Record set Block Start

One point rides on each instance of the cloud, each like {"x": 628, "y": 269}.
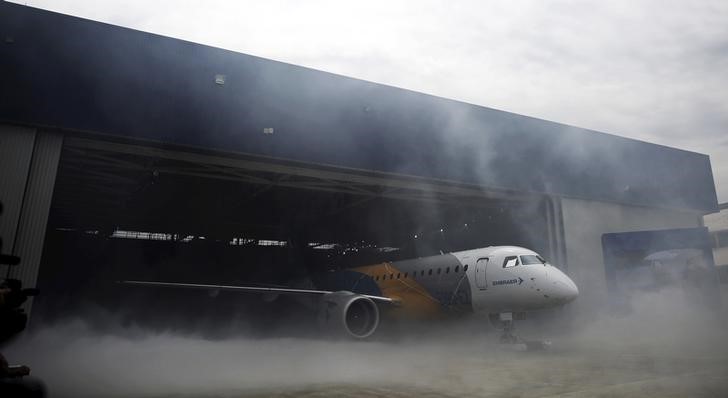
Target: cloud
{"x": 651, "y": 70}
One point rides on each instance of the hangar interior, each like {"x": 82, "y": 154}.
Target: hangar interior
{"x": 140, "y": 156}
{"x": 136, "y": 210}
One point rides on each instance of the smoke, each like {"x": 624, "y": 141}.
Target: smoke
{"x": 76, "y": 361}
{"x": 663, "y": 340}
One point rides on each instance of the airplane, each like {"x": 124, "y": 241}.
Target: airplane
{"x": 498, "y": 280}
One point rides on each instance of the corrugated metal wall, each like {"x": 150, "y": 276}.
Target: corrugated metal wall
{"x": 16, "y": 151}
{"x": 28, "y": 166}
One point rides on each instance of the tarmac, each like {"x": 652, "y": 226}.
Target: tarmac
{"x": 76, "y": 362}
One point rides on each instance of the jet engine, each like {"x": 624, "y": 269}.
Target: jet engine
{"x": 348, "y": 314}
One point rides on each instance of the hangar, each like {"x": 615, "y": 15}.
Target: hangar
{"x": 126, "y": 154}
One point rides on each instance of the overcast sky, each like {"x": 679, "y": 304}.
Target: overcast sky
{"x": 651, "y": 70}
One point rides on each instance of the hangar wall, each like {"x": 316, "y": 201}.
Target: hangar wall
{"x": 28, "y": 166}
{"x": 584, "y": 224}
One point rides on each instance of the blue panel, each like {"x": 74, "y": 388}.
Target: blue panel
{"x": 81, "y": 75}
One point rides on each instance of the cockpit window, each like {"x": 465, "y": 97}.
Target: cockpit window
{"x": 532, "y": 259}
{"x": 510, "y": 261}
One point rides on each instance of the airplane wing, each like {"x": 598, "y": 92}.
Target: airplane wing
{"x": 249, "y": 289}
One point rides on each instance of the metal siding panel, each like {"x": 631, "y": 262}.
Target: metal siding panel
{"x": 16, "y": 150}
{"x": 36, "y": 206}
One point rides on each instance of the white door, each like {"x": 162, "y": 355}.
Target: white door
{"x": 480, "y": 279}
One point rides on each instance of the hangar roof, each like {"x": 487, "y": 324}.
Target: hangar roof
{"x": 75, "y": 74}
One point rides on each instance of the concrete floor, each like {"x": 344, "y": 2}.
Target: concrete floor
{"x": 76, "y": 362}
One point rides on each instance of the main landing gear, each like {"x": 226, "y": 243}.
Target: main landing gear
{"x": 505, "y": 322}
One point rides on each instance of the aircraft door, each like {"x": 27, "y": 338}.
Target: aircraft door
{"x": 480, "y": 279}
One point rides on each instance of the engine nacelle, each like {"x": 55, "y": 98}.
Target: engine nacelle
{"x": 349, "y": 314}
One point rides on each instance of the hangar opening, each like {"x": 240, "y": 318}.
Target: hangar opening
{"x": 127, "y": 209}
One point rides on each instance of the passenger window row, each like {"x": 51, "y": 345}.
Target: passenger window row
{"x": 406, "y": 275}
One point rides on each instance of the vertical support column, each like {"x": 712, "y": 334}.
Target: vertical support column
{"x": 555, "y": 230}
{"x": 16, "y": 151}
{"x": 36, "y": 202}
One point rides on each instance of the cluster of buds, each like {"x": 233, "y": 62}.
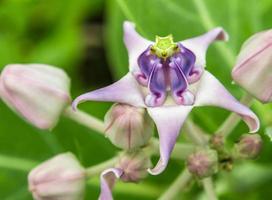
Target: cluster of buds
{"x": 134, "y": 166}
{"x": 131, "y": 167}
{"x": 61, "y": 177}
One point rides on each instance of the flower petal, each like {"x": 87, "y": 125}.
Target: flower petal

Record set Block End

→ Exercise objective
There is a run of lines above from the one with "One point rides on each instance of the hangar roof, each" to the one with "One point rides on each instance of the main"; print exactly that run, both ends included, and nothing else.

→ Task solution
One point rides on each instance of the hangar roof, each like {"x": 487, "y": 324}.
Target: hangar roof
{"x": 75, "y": 74}
One point rides on each instance of the concrete floor, each like {"x": 344, "y": 2}.
Target: concrete floor
{"x": 76, "y": 362}
One point rides on each instance of the main landing gear, each like {"x": 226, "y": 243}.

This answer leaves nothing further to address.